### PROBLEM TO SOLVE
Copy, word for word, the lines of the records between the line holding "Placement rule: one point per instance of the red lantern, set" and the line holding "column 180, row 346", inclusive.

### THE DATA
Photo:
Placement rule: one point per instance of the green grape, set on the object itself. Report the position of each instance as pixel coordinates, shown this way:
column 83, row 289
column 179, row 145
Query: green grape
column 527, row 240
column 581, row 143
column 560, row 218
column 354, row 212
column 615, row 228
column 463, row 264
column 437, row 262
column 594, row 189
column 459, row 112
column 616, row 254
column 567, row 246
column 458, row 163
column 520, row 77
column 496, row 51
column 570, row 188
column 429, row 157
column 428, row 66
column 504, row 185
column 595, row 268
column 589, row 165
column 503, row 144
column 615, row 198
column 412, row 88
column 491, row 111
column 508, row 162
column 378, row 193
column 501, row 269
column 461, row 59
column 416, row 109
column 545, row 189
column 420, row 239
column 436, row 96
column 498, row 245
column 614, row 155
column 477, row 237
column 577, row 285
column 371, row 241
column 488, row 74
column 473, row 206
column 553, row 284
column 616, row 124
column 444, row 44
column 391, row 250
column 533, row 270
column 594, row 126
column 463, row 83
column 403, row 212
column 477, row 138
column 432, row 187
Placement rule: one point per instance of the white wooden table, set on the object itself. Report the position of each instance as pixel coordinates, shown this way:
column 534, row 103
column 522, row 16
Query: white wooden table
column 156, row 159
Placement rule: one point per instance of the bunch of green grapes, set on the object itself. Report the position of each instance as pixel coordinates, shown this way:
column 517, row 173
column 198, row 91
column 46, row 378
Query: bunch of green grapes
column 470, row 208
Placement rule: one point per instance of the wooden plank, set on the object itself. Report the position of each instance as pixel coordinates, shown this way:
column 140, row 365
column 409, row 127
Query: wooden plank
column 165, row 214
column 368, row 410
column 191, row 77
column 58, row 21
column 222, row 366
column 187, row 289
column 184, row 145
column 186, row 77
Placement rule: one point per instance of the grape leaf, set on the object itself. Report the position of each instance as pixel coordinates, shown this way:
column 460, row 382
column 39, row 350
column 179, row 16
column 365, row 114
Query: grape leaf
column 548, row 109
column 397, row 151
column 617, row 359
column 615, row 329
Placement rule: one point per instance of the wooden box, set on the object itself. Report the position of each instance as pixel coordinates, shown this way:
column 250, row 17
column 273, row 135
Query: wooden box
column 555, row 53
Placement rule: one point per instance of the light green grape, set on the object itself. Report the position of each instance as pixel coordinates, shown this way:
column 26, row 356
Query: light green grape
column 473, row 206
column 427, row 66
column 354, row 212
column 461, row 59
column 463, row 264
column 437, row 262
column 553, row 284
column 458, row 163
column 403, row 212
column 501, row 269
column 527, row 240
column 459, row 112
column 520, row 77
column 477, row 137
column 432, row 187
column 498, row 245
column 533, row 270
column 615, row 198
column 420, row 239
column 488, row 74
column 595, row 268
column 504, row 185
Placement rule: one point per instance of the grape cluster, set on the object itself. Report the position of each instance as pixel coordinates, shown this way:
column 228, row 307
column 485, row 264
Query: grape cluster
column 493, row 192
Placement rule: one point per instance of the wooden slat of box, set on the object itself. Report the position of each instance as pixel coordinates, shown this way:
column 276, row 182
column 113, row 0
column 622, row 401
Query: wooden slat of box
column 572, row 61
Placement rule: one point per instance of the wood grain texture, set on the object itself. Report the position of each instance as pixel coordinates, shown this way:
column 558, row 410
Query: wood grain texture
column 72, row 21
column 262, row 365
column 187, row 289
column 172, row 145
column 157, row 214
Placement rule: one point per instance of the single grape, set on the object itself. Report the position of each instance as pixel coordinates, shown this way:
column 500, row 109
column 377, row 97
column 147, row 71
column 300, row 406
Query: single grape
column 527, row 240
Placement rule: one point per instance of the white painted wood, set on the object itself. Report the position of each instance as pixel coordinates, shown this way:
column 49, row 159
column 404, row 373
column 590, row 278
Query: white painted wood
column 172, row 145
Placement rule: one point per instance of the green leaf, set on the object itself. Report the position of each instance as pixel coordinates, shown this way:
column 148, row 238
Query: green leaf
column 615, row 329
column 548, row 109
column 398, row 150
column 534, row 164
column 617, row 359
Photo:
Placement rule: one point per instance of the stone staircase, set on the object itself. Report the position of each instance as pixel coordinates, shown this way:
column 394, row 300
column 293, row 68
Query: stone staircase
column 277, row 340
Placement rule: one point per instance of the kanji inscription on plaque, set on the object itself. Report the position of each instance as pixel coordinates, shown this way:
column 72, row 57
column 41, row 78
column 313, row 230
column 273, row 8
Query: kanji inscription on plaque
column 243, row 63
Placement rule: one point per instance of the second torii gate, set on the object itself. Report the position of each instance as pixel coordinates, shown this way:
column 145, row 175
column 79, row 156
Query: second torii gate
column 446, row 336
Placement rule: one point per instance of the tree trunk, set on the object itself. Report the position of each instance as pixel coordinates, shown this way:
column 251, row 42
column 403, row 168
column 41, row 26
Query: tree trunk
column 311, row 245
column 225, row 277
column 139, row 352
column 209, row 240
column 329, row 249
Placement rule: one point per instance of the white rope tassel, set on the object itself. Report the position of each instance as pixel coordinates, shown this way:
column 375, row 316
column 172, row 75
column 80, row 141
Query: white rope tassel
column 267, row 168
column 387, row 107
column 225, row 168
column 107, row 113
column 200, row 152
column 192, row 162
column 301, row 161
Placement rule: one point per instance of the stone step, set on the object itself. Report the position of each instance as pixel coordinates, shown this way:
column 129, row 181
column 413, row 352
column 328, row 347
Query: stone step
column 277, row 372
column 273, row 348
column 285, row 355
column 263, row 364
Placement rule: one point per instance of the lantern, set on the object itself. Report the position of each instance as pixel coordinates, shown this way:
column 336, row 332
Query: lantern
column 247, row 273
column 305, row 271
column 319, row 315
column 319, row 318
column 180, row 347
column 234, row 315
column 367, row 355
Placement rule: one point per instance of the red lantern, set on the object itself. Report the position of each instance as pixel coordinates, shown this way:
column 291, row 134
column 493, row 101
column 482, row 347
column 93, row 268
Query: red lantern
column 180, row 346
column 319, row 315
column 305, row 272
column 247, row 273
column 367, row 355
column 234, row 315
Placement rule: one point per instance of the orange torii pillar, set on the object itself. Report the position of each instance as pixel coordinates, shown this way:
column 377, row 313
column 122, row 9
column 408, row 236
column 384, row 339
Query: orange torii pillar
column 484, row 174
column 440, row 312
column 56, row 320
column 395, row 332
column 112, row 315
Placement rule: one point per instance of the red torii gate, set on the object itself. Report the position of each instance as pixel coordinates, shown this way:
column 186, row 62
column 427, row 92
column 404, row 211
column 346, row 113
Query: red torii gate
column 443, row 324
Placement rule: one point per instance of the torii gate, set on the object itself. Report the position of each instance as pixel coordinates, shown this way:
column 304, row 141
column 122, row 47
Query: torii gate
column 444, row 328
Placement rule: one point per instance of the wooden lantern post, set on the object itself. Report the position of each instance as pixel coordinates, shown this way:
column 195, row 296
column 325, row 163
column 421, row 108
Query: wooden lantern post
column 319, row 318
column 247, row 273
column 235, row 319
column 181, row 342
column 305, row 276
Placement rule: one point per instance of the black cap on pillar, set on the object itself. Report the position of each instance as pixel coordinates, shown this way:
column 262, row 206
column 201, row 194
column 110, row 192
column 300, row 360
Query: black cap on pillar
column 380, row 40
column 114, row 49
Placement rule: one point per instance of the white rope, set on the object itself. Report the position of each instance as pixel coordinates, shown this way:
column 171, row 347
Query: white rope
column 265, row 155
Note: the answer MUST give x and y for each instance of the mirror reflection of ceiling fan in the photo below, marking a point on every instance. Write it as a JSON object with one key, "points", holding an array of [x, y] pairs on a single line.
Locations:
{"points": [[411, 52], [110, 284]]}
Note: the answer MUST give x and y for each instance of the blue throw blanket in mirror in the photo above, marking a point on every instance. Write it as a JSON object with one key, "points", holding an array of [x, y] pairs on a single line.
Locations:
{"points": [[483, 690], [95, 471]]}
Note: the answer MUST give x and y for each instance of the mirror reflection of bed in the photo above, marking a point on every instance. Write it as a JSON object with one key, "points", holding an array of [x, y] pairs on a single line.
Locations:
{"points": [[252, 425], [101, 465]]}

### OUTPUT BELOW
Placement rule: one point per instance of the red lantern, set on the object itself. Report the position of each instance as pixel coordinates, shown this way:
column 291, row 134
column 493, row 101
column 482, row 347
column 93, row 268
Query: red lantern
column 180, row 346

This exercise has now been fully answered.